• **What the exercise asks**
Report each line in the records below that contains the string "background", copying every such line in full.

• **Exercise material**

==========

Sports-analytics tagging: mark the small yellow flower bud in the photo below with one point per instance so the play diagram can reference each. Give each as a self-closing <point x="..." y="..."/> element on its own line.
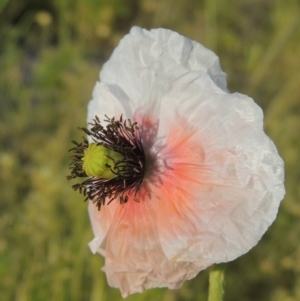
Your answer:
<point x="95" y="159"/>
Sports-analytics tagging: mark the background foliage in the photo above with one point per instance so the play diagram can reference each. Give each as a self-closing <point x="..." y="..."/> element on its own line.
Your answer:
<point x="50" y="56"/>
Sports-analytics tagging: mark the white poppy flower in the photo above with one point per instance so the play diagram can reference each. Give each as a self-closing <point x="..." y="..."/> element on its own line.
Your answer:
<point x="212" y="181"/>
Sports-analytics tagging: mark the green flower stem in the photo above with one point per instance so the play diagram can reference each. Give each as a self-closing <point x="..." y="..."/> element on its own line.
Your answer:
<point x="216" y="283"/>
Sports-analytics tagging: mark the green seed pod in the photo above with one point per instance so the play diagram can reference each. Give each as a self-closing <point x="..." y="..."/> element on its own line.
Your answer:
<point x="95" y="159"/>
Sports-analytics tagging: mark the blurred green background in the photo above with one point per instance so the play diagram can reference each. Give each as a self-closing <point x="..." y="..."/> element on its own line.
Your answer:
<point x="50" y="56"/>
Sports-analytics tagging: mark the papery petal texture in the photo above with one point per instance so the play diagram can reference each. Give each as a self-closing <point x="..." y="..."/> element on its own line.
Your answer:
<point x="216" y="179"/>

==========

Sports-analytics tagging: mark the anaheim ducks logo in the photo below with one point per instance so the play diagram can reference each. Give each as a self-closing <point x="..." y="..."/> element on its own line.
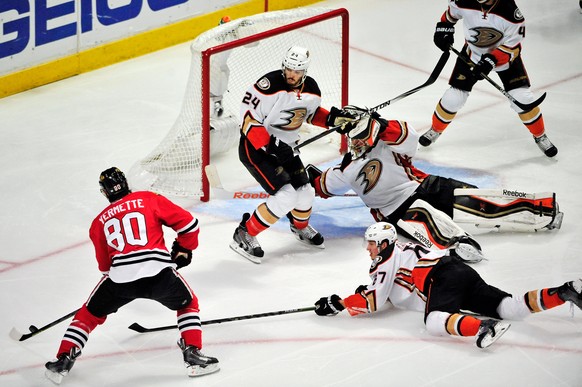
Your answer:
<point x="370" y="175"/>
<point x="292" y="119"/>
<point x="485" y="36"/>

==========

• **Final result**
Sports-analytics tagging: mark the background foliage in the photo above with one point per instance so the play diagram can reference each. Give each as a self-closing <point x="..." y="..."/> element on its own line.
Sports-analytics tagging: mark the blurred green background in the photo above with one point per instance so the play diagram can reference each. Give each as a self-closing <point x="..." y="..."/> element on its own line.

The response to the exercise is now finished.